──────── Текст

В тот же день (23 декабря) и почти в тот же час нижняя палата приняла решение большинством голосов подвергнуть короля суду и назначила комитет для изготовления обвинительного акта. Несмотря на то что присутствующих членов было немного, это предложение вызвало противоречия: одни говорили, что довольно лишить его престола, как это было сделано с некоторыми из его предшественников; другие, не выражая прямо своего мнения, желали бы отделаться от него тайно, чтоб воспользоваться его смертью, не принимая на себя ответственности, но строгие республиканцы требовали публичного и торжественного суда, который бы доказал их силу и торжественно объяснил их правоту. Кромвель, сильнее других желавший такого суда, все еще лицемерил.
— Если б, — сказал он, — кто-либо сделал такое предложение с умыслом, то я почел бы его за самого презренного изменника на свете; но так как Провидение и требования времени довели палату до обсуждения такого предмета, то я молю Бога благословить такое решение, хотя сам я и не расположен немедленно подавать своего мнения!
Палата не решилась предать короля суду без закона, по которому бы он мог быть судим, но признала, что со стороны короля было государственным преступлением вести войну против парламента; и, по предложению Скотта, тотчас же было сделано постановление, которым учреждался верховный суд, чтобы судить короля. В нем должны были заседать: сто пятьдесят комиссаров, шесть пэров, трое верховных судей, одиннадцать баронетов, десять рейтаров, шесть лондонских олдерменов, важные лица республиканской партии в армии и лидеры нижней палаты.

────────────────
──────── Предоставленные данные

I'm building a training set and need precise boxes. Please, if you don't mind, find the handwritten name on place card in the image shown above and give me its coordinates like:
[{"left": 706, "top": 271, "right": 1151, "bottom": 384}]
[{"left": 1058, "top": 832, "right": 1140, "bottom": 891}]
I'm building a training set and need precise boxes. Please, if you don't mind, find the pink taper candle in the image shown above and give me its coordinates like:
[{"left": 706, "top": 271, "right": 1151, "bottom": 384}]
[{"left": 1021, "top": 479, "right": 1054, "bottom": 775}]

────────────────

* **Задания**:
A. Повторите дословно отрывок из текста о суде над королем от слов «В тот же день» до слов «все еще лицемерил.» включительно.
B. Подхватите текст о суде над королем и продолжите его с того места, где он заканчивается.

* **Результаты выполнения**:
A.
В тот же день (23 декабря) и почти в тот же час нижняя палата приняла решение большинством голосов подвергнуть короля суду и назначила комитет для изготовления обвинительного акта. Несмотря на то что присутствующих членов было немного, это предложение вызвало противоречия: одни говорили, что довольно лишить его престола, как это было сделано с некоторыми из его предшественников; другие, не выражая прямо своего мнения, желали бы отделаться от него тайно, чтоб воспользоваться его смертью, не принимая на себя ответственности, но строгие республиканцы требовали публичного и торжественного суда, который бы доказал их силу и торжественно объяснил их правоту. Кромвель, сильнее других желавший такого суда, все еще лицемерил.

B.
Когда билль этот был представлен на утверждение верхней палаты 2 января, то это собрание, до сих пор столь раболепное и почти признавшее свою собственную ничтожность, выказало некоторое мужество.
— Нет парламента без короля! — сказал лорд Манчестер. — Поэтому король не может быть преступником против парламента.
— Нижней палатой угодно было, — сказал лорд Денби, — включить мое имя в свое постановление, но я скорее дам изрубить себя на куски, нежели приму участие в такой низости.
— Я не люблю вмешиваться туда, где идет дело о жизни и смерти, — сказал старый граф Немброк… — Я не буду говорить против этого билля, но и не соглашусь на него.
Двенадцать лордов отвергли это постановление. Нижняя палата, не получая на другой день никакого ответа от лордов, велела двум своим членам отправиться в верхнюю палату, спросить ее протоколы и узнать решение лордов. Когда палата получила ответ (4 января), она решила, что оппозиция лордов не может остановить дела; что народ после Бога есть источник всякой законной власти и что поэтому нижней палате Англии, избранной народом и представляющей его, принадлежит духовная власть. Новым биллем (6 января) она отдала верховному суду, учрежденному именем одной нижней палаты и ограниченному теперь ста тридцатью пятью членами, приказание немедленно собраться, чтобы распорядиться приготовлениями к процессу.
Верховный суд собирался с этой целью в тайных заседаниях 8, 10, 12, 13, 15, 17, 18, 19 января; председателем был Джон Брадшоу, двоюродный брат Мильтона; весьма уважаемый юрисконсульт, он был важен и кроток в обращении, но отличался узким и грубым взглядом на вещи. Он был фанатик по убеждению и в то же время честолюбив, склонен к корысти в денежных делах, хотя и готов был душу положить за свои идеи. Общее смятение было так велико, что в самом верховном суде обнаружилось неодолимое разъединение: никакими приказаниями невозможно было собрать на предварительные совещания больше пятидесяти восьми членов. Ферфакс был только на первом, из них и более не являлся. Даже многие из числа являвшихся приходили единственно за тем, чтобы объявить свое несогласие. Так поступил между прочим Алджернон Сидней, человек молодой еще, но имевший уже большое влияние в республиканской партии.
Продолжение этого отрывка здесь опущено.